▶ _TASKS FOR THIS EXERCISE_
a: In the page on readers and document processors, list every stage of the flow diagram in the order shown.
b: Write out the stretch of the page on readers and document processors from "What is a Document" through "documents (e.g. classes)".

▶ _DOCUMENT SECTION_
Skip to main content

Readers & Document Processors

Overview

Readers (called Document Processors in the codebase) define how raw files are read and transformed into documents that can be embedded and stored. In RAGLight, readers are responsible for:
  • understanding file formats (PDF, code, text, …)
  • extracting meaningful content
  • chunking content into embedding-ready pieces
  • optionally extracting structured elements (e.g. code classes)
They operate after loaders and before embeddings:
Loaders → Readers / Processors → Chunks → Embeddings → Vector Store

Design philosophy

RAGLight intentionally separates:
  • where data comes from (loaders)
  • how data is interpreted (readers)
This separation allows you to:
  • reuse the same data source with different parsing strategies
  • override readers without touching the ingestion logic
  • experiment with advanced parsing (VLMs, custom code analysis, etc.)

What is a Document Processor?

A Document Processor takes a file path and returns structured documents. Conceptually, a processor:
  1. reads a file
  2. extracts relevant content
  3. splits it into chunks
  4. returns:
    • document chunks
    • optional structured documents (e.g. classes)

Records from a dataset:
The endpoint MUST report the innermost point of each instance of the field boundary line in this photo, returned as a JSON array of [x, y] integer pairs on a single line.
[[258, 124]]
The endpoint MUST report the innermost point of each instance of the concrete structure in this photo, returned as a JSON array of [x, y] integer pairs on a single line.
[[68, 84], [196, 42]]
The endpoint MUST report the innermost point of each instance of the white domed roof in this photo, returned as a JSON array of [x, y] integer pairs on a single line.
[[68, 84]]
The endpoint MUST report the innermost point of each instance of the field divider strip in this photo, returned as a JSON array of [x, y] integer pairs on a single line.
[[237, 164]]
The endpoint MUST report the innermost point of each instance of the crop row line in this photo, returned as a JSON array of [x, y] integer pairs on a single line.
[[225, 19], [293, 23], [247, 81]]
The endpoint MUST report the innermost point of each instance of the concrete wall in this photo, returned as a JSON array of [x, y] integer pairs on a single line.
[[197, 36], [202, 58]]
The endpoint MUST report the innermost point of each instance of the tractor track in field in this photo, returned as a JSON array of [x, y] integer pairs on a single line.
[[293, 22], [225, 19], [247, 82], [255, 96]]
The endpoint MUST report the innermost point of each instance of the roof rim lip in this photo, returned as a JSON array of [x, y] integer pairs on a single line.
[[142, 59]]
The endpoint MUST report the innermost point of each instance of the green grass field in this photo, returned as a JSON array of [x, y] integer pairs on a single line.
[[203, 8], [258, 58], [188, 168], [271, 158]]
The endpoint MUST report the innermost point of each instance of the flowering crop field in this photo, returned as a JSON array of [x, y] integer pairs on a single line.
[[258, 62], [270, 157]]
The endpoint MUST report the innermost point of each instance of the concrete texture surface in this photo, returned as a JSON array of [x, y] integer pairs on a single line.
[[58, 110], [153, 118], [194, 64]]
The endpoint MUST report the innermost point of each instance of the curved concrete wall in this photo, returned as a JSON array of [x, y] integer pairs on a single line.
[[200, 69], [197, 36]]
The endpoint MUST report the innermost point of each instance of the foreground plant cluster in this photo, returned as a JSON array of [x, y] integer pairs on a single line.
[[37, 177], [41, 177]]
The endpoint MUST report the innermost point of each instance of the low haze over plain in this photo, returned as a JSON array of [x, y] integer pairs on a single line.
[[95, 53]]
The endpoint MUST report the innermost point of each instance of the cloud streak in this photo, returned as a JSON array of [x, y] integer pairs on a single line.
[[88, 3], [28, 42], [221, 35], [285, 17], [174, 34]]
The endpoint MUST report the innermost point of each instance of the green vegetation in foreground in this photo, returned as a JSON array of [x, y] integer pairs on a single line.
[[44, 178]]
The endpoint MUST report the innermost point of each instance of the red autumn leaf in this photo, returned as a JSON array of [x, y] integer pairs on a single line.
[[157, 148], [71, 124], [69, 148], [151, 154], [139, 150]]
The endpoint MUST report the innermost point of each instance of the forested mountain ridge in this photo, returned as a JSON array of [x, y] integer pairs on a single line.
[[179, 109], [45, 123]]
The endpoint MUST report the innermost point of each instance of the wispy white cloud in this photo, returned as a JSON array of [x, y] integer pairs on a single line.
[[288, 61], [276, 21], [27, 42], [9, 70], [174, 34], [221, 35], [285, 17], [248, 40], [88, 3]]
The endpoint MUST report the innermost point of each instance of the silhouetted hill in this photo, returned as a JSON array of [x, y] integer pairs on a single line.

▶ _RESPONSES_
a: Loaders; Readers / Processors; Chunks; Embeddings; Vector Store

b:
What is a Document Processor?

A Document Processor takes a file path and returns structured documents. Conceptually, a processor:
  1. reads a file
  2. extracts relevant content
  3. splits it into chunks
  4. returns:
    • document chunks
    • optional structured documents (e.g. classes)